Requirements.
[1] In the forum thread, what is frictional force said to equal?
[2] Reproduce the part of the forum thread that opens with the words containing "Now, you are" and closes with "do by this?".

Document excerpt.
↓

For the second part, you sort of have the right idea. Knowing the amount of energy needed to get it up without friction, it should make sense that you just have to add to that the work that friction does on the block (or really the opposite of that). Now, you said that W=F*D, so you might be able to go from there?
 
  • #3
so would this be right 1595.80+0.78= 1596.580234J ?
 
  • #4
Cole07; it might be better if you show your working, that is, the equations you used, what values you put in for each term. It's hard to see where you're going if we can't see what you've done. And, of course, simply putting down numbers implies that you expect us to work it out ourselves in order to check your work!
 
  • #5
yeah, you don't even need to use nubers if you don't want to, just put it in some way so that we can look at your technique. Thanks!
 
  • #6
sorry.
to get the 1st answer i drew a diagram of a triangle with the crate on the hypotnuese pointed NE the angle is 34 degrees so i used sin to find the opposite of the angle and then i found the weight of the crate in Newtons which is 112kg*9.8= 1097.6 then i used sin to find the y side of the triangle 1097.6sin(34)=613.7701308N then i used the equation W=F*D
W-613.7701308*2.6 so W=1595.80234J (the first answer) . then for the second question is where I'm stuck but what i think you do is take 0.30*2.6 which is friction force and then add this to the first answer.
 
  • #7
okay--good job on the first part! (you could have more easily just used W=change in energy=Umax=mgh=mgdsin@ but whatev)
Now, you are not doing the friction correctly. Frictional force is normal force times the coefficient of kinetic friction. So find that and then multiply it by 2.6 to get the work.
 
  • #8
Ja4Coltrane Frictional force is normal force times the coefficient of kinetic friction. [/QUOTE said:
i don't understand what you mean to do by this?
 
  • #9
normal force is the force exerted by the ground on the object (Newtons third law) if an object sits on a flat surface, the force is simply the weight of the object, but because it is inclined, you need to take a component of its weight in the direction perpendicular to the incline.
 
  • #10
ok i understand what you are talking about but how do i take a component of its weight don't get that.
 
  • #11
do you mean what the hypotnuese is?
 
  • #12
okay Theta=34 degrees. The weight is mg so try to go from there.
 
  • #13
i'm sorry but I'm not getting this my teacher told me we should be able to do all the questions from this assignment, but i just don't get it.
 
  • #14
ok i do understand that theta is 34 degrees and that the weight would be 1097.6N.
 
  • #15
okay, Ill help you out (if it's not too late) the component of weight towards the surface is mgcos34. If you draw some triangles, you should be able to see this. so next, Friction is equal to .3*normal force. with that you have your force so multiply it by the distance to get the work done. does that make sense? By the way--if you are having trouble seeing why I use cosine, imagine that the angle was instead of 34 degrees only 1 degree. you should see that the normal force would be very close to the actual weight and cos1 is extremely close to one (probably like .9999 something). tell me if that helps or not.
 
  • #16
would this be what Ja4Coltrane has told me to do?
mgcos34:
(112)(9.8)cos(34)=909.516396
909.516396*.3=272.8549188
272.8549188*2.6=709.4227889J
Q:is the normal force the same as mgcos34?

↑

Supplied data.
↓

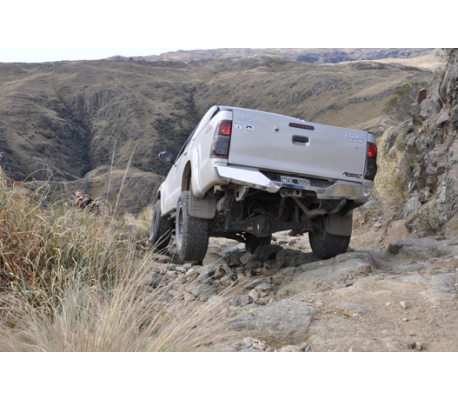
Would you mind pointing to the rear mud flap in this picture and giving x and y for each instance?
(202, 208)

↑

Answers provided.
[1] Frictional force equals the normal force times the coefficient of kinetic friction.

[2]
Now, you are not doing the friction correctly. Frictional force is normal force times the coefficient of kinetic friction. So find that and then multiply it by 2.6 to get the work.
 
  • #8
Ja4Coltrane Frictional force is normal force times the coefficient of kinetic friction. [/QUOTE said:
i don't understand what you mean to do by this?